◆ **EXCERTO**
____________________
P. S. Um anónimo veio afixar um comentário a este post, e que ainda aí continua. Quem o ler que leia, já agora, o post por mim afixado no dia 25 de Novembro.

Lotta continua: ainda o artigo 30º

O decretar o carácter continuado de uma conduta não é obviamente uma obrigação sem que estejam reunidos os pressupostos da figura nisso incluindo o haver uma diminuição da culpa. Esta diminuição não é um efeito, sim um requisito, tem de estar verificada antes a enformar a reiteração. Eis, pois, a diferença. Em boa hora isso foi assinalado pelo STJ, chamando à atenção daqueles que possam ser tentados ao contrário. Di-lo o Acórdão do STJ de 8.11.2007 [proferido no processo n.º 3296/07-5, em que foi relator Simas Santos] e que o blog Grano Salis publica. Citemos o passo em causa:

«11 – Há crime continuado quando, através de várias acções criminosas, se repete o preenchimento do mesmo tipo legal ou de tipos que protegem o mesmo bem jurídico, usando-se de um procedimento que se reveste de uma certa uniformidade e aproveita um condicionalismo exterior que propicia a repetição, fazendo assim diminuir consideravelmente a culpa do agente. 12 – O fundamento desta diminuição da culpa encontra-se na disposição exterior (ao agente) das coisas para o facto, isto é, no circunstancialismo exógeno que precipita e facilita as sucessivas condutas do agente. Na existência de uma relação que, de fora, e de modo considerável, facilitou a repetição da actividade criminosa, «tornando cada vez menos exigível ao agente que se comporte de maneira diferente, isto é, de acordo com o direito».13 – Dos requisitos do crime continuado resulta também que, tratando-se de bens jurídicos pessoais, não se pode falar, como o exige o n.º 2 do art. 30.º citado, no mesmo bem jurídico, o que afasta então a continuação criminosa, salvo se for o mesmo ofendido. Foi este entendimento pacífico na doutrina e na jurisprudência que o n.º 3 aditado ao art. 30.º do C. Penal pela Lei n.º 59/2007, quis integrar ao dispor: «o disposto no número anterior não abrange os crimes praticados contra bens eminentes pessoais».14 – Pode dizer-se que seria então desnecessário tal aditamento, com o que se concorda. Mas o mesmo não permite a interpretação perversa que já foi apresentada de que daí resultaria a imperatividade do crime continuado quando nos vários crimes fosse sempre a mesma vítima. É que, como se viu, a matriz do crime continuado reside na diminuição considerável da culpa, por razões exógenas e só respeitada essa matriz é que se pode afirmar a ocorrência de crime continuado».
____________________
◆ **EXCERTOS DOS REGISTOS**

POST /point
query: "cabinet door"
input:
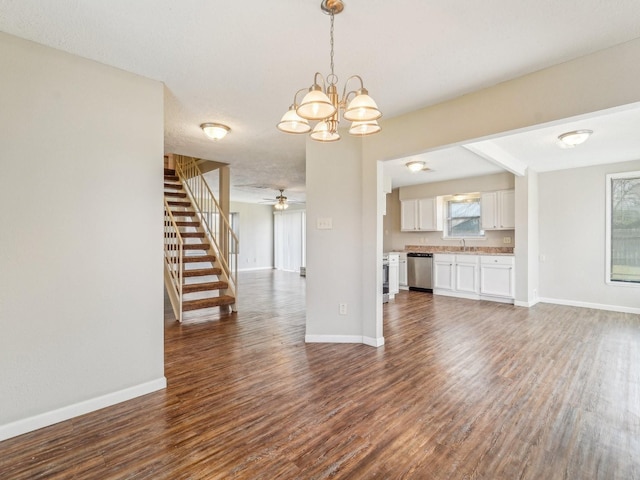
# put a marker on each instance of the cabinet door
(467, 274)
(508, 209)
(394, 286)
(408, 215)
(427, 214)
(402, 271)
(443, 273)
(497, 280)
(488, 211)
____________________
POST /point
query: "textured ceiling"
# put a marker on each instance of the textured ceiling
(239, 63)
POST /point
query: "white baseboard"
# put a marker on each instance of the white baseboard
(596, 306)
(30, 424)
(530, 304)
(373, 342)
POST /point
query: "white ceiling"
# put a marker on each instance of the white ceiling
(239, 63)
____________________
Responda às perguntas seguintes com base no excerto.
(a) Em que data foi proferido o acórdão do STJ citado?
(b) Que lei aditou o n.º 3 ao art. 30.º do Código Penal?
(c) Segundo o acórdão, onde reside a matriz do crime continuado?

(a) Em 8.11.2007.
(b) A Lei n.º 59/2007.
(c) Na diminuição considerável da culpa, por razões exógenas.